§ **What you are asked to do**
Print the lines of the items below character for character, from the line with "Provide the polygon of every instance of the rock" up to and including the final line of the items.

§ **Provided data**
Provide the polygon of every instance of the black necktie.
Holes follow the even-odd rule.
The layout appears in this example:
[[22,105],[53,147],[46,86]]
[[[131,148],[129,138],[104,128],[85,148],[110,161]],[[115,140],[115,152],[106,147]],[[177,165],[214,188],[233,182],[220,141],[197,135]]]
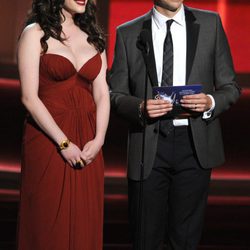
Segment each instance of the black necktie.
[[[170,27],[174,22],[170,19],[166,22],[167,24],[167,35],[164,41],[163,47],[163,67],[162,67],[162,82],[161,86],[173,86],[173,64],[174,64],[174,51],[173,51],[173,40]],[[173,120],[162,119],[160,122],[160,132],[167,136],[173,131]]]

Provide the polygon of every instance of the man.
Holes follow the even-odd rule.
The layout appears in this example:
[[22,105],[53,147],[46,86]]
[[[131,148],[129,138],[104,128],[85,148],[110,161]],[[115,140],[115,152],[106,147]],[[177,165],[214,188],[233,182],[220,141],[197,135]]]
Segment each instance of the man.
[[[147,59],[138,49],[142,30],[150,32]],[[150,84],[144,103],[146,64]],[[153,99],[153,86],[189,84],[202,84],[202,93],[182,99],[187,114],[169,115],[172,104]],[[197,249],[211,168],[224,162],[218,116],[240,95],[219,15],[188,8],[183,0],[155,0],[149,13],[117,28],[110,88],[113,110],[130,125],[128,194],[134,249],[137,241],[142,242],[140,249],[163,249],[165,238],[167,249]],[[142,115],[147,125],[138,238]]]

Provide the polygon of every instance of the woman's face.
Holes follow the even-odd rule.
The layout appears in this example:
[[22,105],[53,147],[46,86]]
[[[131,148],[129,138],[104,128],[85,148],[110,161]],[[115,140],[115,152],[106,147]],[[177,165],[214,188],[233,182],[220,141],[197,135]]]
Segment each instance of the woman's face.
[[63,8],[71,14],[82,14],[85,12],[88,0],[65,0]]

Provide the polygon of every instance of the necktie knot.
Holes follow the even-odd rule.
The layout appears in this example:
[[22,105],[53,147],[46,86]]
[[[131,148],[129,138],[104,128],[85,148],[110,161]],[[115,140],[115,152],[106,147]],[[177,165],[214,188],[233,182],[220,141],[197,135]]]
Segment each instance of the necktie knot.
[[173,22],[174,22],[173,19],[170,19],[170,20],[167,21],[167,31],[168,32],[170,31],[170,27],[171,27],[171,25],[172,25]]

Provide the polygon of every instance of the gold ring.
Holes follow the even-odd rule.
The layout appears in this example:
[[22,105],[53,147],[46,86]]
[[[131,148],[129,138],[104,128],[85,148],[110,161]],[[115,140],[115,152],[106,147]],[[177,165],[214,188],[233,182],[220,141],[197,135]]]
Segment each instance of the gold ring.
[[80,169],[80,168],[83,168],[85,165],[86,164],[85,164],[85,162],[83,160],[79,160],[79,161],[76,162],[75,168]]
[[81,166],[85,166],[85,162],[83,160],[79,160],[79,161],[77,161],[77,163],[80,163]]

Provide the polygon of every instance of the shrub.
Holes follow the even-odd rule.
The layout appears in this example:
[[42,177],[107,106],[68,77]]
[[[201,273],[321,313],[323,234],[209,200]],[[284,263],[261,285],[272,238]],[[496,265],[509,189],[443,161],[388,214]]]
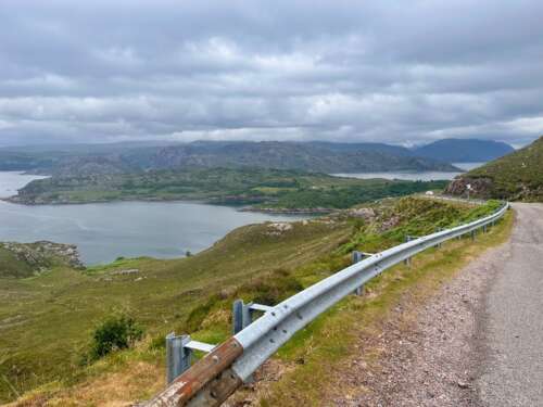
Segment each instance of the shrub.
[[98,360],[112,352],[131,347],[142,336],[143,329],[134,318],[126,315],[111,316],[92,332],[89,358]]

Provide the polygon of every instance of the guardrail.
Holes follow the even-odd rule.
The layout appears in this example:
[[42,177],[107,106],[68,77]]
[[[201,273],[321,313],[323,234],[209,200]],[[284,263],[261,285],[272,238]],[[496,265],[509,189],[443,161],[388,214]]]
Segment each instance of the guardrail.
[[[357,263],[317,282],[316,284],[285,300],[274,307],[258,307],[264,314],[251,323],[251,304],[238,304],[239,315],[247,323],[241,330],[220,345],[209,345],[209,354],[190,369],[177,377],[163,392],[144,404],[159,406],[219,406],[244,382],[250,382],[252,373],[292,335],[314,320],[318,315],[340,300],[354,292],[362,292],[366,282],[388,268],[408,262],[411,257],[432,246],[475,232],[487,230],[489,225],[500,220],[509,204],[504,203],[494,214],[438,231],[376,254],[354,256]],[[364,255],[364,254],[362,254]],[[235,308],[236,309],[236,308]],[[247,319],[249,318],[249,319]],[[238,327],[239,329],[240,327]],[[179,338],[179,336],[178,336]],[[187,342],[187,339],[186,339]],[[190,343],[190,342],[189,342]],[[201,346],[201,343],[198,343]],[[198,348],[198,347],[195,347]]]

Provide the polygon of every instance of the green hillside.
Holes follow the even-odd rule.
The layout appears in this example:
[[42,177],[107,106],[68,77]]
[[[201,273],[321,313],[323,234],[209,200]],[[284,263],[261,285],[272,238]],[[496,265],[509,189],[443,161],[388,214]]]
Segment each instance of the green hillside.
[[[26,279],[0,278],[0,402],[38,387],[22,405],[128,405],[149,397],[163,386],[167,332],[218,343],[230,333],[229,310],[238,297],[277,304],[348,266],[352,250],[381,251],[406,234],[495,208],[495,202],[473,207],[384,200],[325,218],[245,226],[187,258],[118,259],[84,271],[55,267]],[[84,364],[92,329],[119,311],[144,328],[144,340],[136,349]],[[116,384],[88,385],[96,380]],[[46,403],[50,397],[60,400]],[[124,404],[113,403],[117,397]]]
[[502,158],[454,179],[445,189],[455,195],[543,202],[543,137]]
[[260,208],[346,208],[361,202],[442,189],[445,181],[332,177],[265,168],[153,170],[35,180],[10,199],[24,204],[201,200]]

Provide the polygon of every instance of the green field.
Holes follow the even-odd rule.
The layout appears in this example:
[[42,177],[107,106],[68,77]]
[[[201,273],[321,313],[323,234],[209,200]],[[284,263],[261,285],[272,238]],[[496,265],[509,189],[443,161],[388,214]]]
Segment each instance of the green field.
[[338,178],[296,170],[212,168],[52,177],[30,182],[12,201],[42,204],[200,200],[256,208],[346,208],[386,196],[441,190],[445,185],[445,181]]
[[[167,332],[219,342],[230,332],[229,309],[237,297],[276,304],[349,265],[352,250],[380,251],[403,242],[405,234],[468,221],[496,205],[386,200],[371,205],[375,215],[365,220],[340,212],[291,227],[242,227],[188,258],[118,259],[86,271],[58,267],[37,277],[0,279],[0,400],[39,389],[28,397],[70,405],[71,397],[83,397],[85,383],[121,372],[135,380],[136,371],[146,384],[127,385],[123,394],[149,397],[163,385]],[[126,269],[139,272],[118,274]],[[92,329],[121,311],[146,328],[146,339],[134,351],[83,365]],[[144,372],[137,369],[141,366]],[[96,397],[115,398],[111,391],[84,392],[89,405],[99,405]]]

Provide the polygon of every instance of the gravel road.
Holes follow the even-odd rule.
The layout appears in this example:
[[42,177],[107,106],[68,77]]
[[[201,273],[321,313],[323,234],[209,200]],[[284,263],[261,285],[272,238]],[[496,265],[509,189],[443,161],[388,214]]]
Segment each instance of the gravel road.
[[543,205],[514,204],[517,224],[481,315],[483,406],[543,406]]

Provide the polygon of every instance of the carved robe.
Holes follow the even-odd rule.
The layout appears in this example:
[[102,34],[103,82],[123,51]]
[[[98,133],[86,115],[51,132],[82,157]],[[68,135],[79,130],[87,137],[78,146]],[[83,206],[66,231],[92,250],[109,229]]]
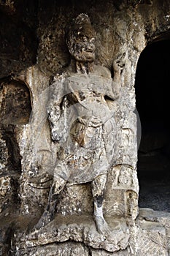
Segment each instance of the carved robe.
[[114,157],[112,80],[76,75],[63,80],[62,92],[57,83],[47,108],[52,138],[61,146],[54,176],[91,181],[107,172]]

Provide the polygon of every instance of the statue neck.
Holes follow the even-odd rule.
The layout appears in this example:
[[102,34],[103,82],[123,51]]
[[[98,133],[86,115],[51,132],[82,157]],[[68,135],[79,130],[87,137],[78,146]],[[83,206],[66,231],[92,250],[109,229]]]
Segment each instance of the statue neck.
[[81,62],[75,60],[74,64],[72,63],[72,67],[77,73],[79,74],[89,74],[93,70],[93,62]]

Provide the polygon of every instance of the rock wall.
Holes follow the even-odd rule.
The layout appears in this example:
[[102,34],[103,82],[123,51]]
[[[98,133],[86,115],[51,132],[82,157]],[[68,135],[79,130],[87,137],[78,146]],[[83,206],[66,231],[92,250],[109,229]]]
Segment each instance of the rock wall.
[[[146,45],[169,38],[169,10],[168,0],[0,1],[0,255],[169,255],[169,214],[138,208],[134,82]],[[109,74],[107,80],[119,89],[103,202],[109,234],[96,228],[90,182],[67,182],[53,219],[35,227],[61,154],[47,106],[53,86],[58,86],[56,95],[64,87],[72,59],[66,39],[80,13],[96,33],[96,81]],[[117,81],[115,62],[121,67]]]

§ **Response below**
Provide the polygon of every instance of the rock wall.
Holes follow the even-odd rule.
The layout appears in this example:
[[102,34],[103,82],[123,51]]
[[[98,133],[86,115],[51,132],[82,157]],[[68,135],[79,130],[87,137],[78,146]],[[83,206],[66,231],[92,250],[109,229]]]
Segment each instance of the rock wall.
[[[146,45],[169,38],[169,10],[168,0],[0,1],[0,255],[169,255],[169,214],[138,208],[134,82]],[[109,74],[107,80],[119,89],[103,202],[109,234],[96,228],[90,182],[67,182],[53,219],[35,227],[61,154],[47,106],[53,86],[58,86],[56,95],[64,87],[72,59],[66,39],[80,13],[96,33],[96,81]],[[117,81],[115,62],[121,67]]]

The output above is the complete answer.